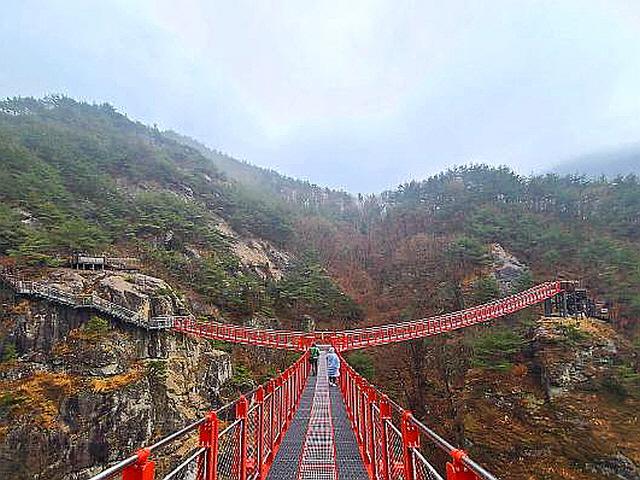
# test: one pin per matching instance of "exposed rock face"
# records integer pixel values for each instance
(506, 267)
(573, 353)
(82, 391)
(255, 253)
(147, 295)
(566, 409)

────────────────────

**Your objective:** Extract every line of the rows above verbatim, leaving out the pictures.

**Completed exercise:**
# test: one pin per matching instance of "exposed rock face"
# records integer pixel values for each instance
(506, 267)
(573, 353)
(82, 391)
(255, 253)
(147, 295)
(566, 409)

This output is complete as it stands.